STATED GOAL: Please put every line of the listing below into a Markdown table with the columns "Row" and "Line", numbering each row and leaving out blank lines.

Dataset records
********************
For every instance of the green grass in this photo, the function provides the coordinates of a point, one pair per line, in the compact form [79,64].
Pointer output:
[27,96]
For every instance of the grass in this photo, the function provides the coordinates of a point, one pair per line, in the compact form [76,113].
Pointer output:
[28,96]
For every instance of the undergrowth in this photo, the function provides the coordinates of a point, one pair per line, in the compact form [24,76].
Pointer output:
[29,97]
********************
FINISHED EXERCISE:
| Row | Line |
|---|---|
| 1 | For every instance of the green grass in this photo, the function provides the coordinates of a point, one pair per line, in the compact form [79,64]. |
| 2 | Pointer output: |
| 3 | [27,96] |
| 4 | For every instance of the grass in this photo, the function provides the coordinates of a point, one pair per line, in the compact form [76,113]. |
| 5 | Pointer output: |
| 6 | [28,96] |
| 7 | For every instance of the undergrowth in this photo, the function provides the coordinates of a point, one pair per line, in the compact form [24,76]. |
| 8 | Pointer output: |
| 9 | [29,97] |